**WHAT IS BEING ASKED**.
Scale the entries from the start through the line containing "[637,387,800,430]", both ends included: rewrite every line in that span, the lines of wording as well, with each bounding-box coordinate multiplied by 1.7 and rounded to a whole number, halves rounded up. Leave out the pictures and give only these lines.

____ AVAILABLE DATA

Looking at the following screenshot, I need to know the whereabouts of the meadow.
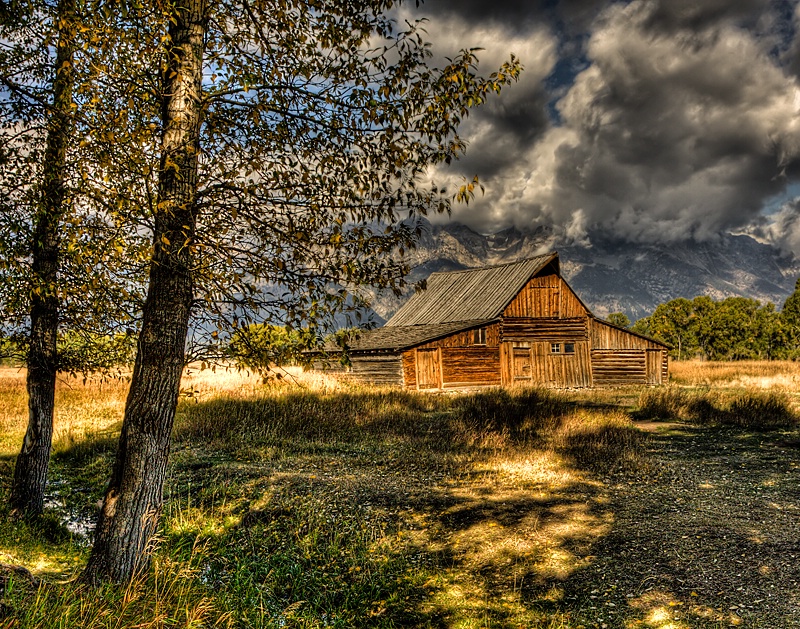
[0,362,800,629]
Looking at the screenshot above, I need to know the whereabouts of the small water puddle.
[44,478,97,545]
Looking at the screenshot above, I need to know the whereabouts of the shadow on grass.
[159,390,644,627]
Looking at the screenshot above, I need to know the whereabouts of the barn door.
[645,349,664,384]
[417,349,442,389]
[511,347,531,382]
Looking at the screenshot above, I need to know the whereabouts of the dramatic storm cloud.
[416,0,800,252]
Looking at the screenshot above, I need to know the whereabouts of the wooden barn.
[312,253,668,389]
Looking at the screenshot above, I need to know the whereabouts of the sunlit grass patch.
[0,369,656,629]
[669,360,800,390]
[637,387,800,430]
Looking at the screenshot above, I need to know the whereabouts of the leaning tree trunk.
[82,0,207,583]
[9,0,75,517]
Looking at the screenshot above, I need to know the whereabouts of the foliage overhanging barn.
[318,253,668,389]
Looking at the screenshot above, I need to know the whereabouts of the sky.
[403,0,800,255]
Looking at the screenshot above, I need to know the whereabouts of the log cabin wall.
[501,339,592,388]
[500,317,589,341]
[589,319,669,386]
[441,347,501,388]
[403,349,417,389]
[589,319,664,349]
[503,274,589,319]
[592,349,647,387]
[403,323,500,389]
[418,323,500,349]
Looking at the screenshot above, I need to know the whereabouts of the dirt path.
[562,425,800,629]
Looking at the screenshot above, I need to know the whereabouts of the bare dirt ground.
[562,424,800,629]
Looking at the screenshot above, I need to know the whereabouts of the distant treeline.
[620,279,800,360]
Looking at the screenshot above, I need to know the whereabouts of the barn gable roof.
[380,253,558,330]
[340,319,492,351]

________

**RESPONSE TO THE TASK**.
Looking at the following screenshot, I need to know the whereabouts of the meadow.
[0,615,1360,1069]
Looking at the screenshot above, I need to know the whereabouts of the small water puddle.
[75,813,165,927]
Looking at the screenshot above, I need to know the whereabouts of the shadow on grass.
[270,663,1095,1066]
Looking at the screenshot above, I need to know the whereabouts of the barn door.
[1097,593,1129,653]
[709,593,751,661]
[869,590,903,649]
Looking at the screenshot above, I need to know the whereabouts of the dramatic storm cloud.
[707,0,1360,428]
Looking at the screenshot above, I need to know the whereabouts of the wooden barn.
[530,430,1136,661]
Looking at the screenshot above, I need to know the whereabouts of the sunlit grass patch.
[0,627,1115,1069]
[1137,612,1360,663]
[1083,658,1360,731]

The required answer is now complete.